Write out exactly the lines that run from the one containing "on blue sign" to the end of the entries below, with both end lines included.

/---

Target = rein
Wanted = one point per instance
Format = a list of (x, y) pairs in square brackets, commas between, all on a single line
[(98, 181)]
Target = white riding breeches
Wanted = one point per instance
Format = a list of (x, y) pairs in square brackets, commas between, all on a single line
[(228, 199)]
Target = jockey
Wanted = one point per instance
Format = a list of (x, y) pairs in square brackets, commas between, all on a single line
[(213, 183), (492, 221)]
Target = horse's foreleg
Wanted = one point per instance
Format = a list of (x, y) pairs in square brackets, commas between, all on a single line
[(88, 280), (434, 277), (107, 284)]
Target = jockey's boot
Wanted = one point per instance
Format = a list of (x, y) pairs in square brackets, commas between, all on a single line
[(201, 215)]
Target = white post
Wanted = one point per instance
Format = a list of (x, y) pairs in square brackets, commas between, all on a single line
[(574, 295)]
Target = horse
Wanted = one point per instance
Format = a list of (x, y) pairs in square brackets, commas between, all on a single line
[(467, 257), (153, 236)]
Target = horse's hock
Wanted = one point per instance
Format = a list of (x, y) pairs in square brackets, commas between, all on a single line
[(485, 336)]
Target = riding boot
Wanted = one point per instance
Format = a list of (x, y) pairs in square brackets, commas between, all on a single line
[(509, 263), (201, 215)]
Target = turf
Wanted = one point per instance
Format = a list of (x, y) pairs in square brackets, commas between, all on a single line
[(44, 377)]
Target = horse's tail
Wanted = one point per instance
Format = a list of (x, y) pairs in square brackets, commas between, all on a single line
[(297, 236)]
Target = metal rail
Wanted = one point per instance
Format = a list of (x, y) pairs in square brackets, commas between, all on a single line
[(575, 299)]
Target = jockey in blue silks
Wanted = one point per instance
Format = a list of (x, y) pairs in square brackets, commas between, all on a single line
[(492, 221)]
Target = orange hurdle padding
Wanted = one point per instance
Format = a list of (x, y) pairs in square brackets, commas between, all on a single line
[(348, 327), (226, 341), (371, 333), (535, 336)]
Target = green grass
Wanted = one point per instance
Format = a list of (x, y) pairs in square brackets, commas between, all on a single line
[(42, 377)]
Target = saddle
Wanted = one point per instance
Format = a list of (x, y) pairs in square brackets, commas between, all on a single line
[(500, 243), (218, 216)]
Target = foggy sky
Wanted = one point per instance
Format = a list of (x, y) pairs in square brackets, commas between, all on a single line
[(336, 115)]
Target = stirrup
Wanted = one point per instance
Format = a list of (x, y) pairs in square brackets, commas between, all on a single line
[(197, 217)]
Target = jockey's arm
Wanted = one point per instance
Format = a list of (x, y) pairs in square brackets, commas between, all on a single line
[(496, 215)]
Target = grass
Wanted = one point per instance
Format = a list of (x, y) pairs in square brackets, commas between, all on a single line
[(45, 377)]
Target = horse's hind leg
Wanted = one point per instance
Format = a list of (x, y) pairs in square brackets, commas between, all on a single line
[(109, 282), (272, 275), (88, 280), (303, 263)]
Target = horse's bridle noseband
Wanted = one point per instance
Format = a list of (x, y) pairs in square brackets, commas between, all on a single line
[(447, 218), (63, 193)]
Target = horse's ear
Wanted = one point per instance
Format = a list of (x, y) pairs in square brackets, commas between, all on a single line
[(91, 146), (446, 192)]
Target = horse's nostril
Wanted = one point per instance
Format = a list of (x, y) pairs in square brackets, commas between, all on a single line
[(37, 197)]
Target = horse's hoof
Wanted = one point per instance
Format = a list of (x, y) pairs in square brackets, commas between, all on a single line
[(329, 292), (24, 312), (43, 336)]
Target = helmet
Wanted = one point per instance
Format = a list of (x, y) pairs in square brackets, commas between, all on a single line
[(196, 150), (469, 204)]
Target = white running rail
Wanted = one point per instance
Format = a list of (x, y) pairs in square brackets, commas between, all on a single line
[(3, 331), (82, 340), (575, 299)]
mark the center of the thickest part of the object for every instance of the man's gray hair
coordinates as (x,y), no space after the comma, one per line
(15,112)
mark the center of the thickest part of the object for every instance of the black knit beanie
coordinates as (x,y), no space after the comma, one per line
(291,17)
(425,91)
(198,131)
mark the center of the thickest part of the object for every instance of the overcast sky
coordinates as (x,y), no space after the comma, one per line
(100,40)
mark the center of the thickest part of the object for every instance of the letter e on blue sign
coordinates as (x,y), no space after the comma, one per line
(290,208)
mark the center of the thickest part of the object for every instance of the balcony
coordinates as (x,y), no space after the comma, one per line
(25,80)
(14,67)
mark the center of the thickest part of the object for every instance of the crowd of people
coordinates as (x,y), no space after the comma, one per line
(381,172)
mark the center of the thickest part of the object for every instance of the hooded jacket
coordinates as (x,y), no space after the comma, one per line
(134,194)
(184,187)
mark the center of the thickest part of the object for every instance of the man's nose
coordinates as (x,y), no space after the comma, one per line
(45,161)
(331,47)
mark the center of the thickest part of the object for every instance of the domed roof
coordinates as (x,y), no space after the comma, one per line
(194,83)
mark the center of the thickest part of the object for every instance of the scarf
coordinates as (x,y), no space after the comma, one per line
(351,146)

\---

TASK SOLUTION
mark the center of the thickest part of the object for every instance of the letter e on blue sign
coordinates as (x,y), no space after the comma, one per line
(290,208)
mark the center of the thickest part of the object for every instance of the balcony
coordinates as (x,y), no space after the comma, one per line
(25,80)
(14,67)
mark the center of the thickest part of the object for every instance of the crowd of people
coordinates as (x,y), no space after the comma, one per line
(381,172)
mark the center of the thickest part of the object for every instance of the hooded jacket
coordinates as (x,y), no space after the comma, one per line
(134,194)
(184,187)
mark the center of the thickest part of the object for every instance of the man's nose
coordinates as (x,y), no space after the comma, one per line
(45,161)
(331,47)
mark the center of the thickest part of the object for every instance of the domed roof
coordinates as (x,y), no space after the comma, one per line
(194,83)
mark the center of the thickest part of the object for every instance of the scarf
coordinates as (x,y), no space after the comma, one per line
(351,146)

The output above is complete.